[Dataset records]
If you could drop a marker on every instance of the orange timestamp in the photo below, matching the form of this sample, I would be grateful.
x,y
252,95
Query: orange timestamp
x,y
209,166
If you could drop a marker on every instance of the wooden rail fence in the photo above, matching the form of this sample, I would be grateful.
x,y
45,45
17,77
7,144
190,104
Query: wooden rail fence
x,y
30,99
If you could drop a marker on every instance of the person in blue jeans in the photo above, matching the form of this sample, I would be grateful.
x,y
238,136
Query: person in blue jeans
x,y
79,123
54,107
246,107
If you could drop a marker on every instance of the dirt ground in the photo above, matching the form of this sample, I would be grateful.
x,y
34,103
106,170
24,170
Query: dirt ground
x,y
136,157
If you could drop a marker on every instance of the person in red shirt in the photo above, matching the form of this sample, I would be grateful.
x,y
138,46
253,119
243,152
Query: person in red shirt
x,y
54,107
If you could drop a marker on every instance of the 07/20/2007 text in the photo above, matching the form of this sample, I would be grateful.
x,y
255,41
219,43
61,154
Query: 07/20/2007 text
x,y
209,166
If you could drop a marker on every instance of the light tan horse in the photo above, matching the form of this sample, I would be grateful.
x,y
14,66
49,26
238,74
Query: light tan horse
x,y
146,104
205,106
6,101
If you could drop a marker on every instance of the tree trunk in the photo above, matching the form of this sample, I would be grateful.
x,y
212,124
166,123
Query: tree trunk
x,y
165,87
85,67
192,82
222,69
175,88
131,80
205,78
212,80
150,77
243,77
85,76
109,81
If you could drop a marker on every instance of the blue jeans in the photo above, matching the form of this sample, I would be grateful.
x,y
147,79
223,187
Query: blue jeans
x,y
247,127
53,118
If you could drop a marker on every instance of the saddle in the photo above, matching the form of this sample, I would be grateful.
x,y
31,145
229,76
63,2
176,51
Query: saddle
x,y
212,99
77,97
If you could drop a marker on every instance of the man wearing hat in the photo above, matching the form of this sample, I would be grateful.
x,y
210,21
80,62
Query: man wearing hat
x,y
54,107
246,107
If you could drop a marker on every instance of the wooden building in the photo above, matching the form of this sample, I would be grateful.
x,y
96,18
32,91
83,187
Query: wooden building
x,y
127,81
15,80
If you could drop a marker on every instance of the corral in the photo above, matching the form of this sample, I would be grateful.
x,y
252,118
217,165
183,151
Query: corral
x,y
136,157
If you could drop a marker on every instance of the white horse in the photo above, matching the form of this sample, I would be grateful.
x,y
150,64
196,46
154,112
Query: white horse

* [YOUR OBJECTIVE]:
Consider the entries above and return each line with the string "white".

* [RESPONSE TO THE EXERCISE]:
If you could drop a marker on every instance of the white horse in the photo above, matching the form of this sample, I would be grateful.
Query: white horse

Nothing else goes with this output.